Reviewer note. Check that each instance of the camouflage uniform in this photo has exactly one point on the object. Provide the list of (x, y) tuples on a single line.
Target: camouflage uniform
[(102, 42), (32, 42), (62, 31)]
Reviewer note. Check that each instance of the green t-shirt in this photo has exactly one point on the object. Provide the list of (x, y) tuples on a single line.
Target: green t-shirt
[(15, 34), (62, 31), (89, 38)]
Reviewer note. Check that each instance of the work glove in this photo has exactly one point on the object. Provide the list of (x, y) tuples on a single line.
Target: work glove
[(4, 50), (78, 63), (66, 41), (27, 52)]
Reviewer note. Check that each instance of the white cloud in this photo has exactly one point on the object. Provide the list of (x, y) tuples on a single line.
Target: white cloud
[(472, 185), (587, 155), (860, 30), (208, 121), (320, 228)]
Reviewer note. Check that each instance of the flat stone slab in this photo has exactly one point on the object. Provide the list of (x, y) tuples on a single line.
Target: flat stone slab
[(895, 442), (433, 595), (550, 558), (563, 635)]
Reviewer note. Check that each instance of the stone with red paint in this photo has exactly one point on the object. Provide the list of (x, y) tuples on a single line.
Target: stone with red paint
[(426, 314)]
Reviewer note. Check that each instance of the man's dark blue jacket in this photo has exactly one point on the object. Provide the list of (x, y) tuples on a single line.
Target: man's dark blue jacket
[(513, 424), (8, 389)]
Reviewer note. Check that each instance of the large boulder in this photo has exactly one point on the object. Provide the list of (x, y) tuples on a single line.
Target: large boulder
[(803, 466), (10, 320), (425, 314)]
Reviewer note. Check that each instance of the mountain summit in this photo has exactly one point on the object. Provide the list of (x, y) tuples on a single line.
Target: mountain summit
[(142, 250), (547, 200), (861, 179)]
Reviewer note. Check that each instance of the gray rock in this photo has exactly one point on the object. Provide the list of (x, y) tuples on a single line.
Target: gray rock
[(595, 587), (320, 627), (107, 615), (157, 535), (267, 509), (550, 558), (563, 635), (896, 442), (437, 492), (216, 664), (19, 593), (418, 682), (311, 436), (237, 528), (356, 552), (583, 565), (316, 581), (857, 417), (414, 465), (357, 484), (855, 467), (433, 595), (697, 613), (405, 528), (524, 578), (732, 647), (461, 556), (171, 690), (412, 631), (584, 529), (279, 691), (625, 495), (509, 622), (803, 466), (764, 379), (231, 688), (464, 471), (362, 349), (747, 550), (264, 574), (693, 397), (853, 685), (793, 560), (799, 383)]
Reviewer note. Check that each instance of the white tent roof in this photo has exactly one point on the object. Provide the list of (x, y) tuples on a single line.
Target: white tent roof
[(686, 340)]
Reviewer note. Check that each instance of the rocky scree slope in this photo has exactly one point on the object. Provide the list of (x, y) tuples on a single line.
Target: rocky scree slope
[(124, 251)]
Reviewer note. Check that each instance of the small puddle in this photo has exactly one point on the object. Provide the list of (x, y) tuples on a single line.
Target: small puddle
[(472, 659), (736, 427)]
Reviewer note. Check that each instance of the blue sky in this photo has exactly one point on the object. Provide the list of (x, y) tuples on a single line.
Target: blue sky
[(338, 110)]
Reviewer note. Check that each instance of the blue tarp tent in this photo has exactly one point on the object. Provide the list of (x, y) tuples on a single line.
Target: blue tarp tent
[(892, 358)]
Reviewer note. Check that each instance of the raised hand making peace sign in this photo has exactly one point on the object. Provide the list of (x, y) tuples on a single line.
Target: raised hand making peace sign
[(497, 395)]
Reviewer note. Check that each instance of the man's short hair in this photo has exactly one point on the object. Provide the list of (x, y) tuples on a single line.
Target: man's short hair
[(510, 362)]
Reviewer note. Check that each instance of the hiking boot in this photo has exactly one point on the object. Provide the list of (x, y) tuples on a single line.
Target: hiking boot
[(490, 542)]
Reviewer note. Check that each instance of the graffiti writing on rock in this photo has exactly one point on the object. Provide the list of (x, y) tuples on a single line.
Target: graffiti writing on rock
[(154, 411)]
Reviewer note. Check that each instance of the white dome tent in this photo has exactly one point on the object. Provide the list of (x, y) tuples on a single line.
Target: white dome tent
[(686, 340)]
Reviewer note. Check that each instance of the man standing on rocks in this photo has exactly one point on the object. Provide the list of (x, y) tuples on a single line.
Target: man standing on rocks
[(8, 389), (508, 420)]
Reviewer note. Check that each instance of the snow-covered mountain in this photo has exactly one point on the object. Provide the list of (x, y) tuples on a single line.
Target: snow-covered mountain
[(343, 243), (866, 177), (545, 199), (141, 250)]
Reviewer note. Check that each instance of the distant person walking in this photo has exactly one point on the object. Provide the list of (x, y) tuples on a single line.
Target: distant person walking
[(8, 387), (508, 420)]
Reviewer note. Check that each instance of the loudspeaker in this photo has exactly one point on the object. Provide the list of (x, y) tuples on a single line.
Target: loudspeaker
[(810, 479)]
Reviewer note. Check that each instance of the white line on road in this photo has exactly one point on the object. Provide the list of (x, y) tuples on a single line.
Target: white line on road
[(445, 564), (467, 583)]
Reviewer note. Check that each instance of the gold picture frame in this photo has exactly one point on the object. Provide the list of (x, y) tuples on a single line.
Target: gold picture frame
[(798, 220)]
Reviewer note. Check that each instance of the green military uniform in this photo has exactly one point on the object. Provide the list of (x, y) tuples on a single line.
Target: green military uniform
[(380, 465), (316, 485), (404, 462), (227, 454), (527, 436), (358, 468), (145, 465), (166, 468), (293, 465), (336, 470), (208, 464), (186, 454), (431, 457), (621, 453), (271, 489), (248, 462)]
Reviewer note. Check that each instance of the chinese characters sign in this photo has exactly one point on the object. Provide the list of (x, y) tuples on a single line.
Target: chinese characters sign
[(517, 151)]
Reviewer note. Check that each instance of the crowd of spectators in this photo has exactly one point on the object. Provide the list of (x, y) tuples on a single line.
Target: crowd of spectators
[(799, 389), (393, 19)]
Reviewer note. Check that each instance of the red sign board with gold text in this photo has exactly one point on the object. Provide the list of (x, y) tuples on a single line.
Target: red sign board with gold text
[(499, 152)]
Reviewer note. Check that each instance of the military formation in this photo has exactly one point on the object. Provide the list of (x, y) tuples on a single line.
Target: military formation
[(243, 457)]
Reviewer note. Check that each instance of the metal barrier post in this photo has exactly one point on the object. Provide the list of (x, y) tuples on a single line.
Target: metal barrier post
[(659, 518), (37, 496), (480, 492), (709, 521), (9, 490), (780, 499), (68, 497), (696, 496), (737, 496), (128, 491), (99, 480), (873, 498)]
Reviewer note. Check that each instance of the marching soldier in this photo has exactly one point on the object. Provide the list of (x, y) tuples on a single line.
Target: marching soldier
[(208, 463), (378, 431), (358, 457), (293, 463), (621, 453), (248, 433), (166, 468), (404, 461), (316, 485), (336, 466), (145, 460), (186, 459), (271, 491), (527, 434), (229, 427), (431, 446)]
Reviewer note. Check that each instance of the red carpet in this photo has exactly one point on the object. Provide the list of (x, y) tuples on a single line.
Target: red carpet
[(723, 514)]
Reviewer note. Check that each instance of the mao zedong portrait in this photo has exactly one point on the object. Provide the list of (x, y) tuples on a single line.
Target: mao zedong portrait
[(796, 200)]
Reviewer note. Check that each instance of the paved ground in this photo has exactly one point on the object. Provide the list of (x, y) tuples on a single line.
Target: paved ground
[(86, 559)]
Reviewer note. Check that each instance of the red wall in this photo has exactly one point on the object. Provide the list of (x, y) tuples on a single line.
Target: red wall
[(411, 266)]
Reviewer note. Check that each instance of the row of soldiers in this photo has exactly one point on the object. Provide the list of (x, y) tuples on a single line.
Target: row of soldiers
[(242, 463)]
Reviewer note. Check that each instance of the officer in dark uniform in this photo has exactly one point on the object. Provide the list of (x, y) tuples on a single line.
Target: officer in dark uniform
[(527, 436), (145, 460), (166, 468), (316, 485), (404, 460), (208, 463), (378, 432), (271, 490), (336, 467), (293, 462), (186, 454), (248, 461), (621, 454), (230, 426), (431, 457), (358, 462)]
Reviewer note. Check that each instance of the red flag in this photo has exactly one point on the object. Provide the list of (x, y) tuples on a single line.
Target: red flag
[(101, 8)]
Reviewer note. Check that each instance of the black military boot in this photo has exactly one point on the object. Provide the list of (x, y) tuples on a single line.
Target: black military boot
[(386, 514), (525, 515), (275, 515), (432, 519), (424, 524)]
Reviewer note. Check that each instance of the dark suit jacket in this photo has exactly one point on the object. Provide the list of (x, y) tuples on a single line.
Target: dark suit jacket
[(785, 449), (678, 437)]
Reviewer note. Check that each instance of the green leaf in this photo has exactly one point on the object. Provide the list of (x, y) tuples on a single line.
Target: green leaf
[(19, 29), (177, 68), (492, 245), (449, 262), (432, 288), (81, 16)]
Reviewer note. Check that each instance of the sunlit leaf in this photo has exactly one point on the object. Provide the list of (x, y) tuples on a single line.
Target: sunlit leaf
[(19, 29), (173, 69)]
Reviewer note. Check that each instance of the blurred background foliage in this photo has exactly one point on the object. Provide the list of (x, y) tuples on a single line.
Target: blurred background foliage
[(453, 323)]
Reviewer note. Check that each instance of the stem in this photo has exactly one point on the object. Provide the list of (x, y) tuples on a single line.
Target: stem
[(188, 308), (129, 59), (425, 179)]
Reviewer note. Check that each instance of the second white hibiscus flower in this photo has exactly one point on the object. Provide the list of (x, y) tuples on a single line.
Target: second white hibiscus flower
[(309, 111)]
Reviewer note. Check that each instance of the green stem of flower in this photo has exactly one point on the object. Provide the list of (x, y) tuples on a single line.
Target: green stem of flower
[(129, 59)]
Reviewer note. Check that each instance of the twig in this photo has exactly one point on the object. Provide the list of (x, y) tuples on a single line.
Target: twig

Given task
Rename "person" to "hiker" in the lines running from the line with "Reviewer note. Check that each instance of the distant" to the line with "[(8, 387), (508, 420)]". Give only those lines again, with nothing else altered.

Answer to this exercise
Reviewer note. Check that each instance of the distant hiker walking in this photo has exactly one point on the object. Provide the list of (x, y) tuples on a single line.
Target: distant hiker walking
[(8, 387), (508, 420)]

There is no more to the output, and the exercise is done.